— TASK SET —
1 – Which types of survey question or prompt does the water campaign lesson give as examples?
2 – In the water campaign lesson, rename "Markers" to "Colored pencils" and reproduce the passage between "1. Water Campaign" and "and ethically sound.", inclusive.
3 – How would this sentence from the water campaign lesson read in Spanish: "Statistical questions guide a participatory sensing campaign so that we can learn about a community or ourselves."

— TEXT PROVIDED —
'''

Lesson 3: Evaluating and Implementing a Water Campaign


Students will complete the design of their water usage Participatory Sensing campaign, create the campaign using the campaign authoring tool, and implement a mock campaign to evaluate the feasibility of the campaign.


  1. Water Campaign (LMR_4.2_Water Campaign) from previous lesson

  2. Posters from previous lesson

  3. Markers

  4. Campaign Authoring Instructions handout (LMR_4.3_Campaign Authoring)

Essential Concepts:

Essential Concepts:

Statistical questions guide a participatory sensing campaign so that we can learn about a community or ourselves. These campaigns should be evaluated before implementing to make sure they are reasonable and ethically sound.


  1. Student teams will continue designing their water usage Participatory Sensing campaign. Allow them a couple of minutes to review the information on their posters before moving on to round 4.

  2. Round 4: Now that the teams have decided on a trigger and the type of data needed, they will discuss and create survey questions/prompts to ask when the trigger is set. The questions should consider all of the possible data they might collect at this trigger event.

  3. Once teams have created their survey questions/prompts, they will evaluate each survey question. For each question they should consider:

    1. What type of survey question/prompt will this be (e.g. single choice, text, photo, numerical, discrete numerical, categorical, location)?

    2. How does this question/prompt help address the research question?

    3. Does the question/prompt need to be reworded? (Is it clear what is being asked for? Do they know how to answer it?) One way to do this is to pair teams and take turns asking each other prompts. The team that is being asked may explain what information they think the question is asking for.

'''

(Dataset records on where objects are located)
'''

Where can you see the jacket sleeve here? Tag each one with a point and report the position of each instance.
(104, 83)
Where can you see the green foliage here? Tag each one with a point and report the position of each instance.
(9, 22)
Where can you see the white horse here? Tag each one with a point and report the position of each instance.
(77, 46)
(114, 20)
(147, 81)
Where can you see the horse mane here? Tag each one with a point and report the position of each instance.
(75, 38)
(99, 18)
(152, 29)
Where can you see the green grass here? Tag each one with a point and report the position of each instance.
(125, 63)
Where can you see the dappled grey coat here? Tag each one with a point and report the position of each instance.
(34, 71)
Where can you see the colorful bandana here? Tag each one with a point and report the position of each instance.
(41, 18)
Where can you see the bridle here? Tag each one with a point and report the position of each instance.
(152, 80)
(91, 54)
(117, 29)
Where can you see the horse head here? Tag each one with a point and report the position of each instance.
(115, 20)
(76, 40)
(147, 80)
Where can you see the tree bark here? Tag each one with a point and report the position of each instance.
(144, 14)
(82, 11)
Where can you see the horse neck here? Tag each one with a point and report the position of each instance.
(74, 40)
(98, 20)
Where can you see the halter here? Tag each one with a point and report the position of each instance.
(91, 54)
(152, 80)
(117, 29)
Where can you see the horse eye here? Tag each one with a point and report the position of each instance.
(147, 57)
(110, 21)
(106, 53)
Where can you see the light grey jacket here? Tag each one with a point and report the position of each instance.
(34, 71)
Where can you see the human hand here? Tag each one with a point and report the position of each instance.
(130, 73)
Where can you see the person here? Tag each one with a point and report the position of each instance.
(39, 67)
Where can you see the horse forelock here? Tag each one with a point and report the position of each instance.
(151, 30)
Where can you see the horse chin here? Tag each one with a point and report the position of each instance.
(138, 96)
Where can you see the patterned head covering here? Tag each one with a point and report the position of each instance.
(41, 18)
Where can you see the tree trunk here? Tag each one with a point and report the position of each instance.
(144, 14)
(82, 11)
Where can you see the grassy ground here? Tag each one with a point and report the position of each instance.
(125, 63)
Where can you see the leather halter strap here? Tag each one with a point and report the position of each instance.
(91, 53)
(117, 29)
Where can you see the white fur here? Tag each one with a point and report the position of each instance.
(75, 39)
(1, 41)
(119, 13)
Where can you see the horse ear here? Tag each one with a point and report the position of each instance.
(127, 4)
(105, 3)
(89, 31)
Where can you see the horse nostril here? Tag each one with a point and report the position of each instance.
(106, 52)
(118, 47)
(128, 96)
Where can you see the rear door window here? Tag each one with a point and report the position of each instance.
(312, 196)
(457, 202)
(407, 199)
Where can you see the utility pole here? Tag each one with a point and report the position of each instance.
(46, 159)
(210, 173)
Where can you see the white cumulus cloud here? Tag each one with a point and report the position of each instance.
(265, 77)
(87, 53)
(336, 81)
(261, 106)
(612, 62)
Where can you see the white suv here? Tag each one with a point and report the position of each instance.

'''

— EXPECTED OUTPUTS —
1 –
- Single choice
- Text
- Photo
- Numerical
- Discrete numerical
- Categorical
- Location

2 –
1. Water Campaign (LMR_4.2_Water Campaign) from previous lesson

  2. Posters from previous lesson

  3. Colored pencils

  4. Campaign Authoring Instructions handout (LMR_4.3_Campaign Authoring)

Essential Concepts:

Essential Concepts:

Statistical questions guide a participatory sensing campaign so that we can learn about a community or ourselves. These campaigns should be evaluated before implementing to make sure they are reasonable and ethically sound.

3 – Las preguntas estadísticas guían una campaña de detección participativa para que podamos aprender sobre una comunidad o sobre nosotros mismos.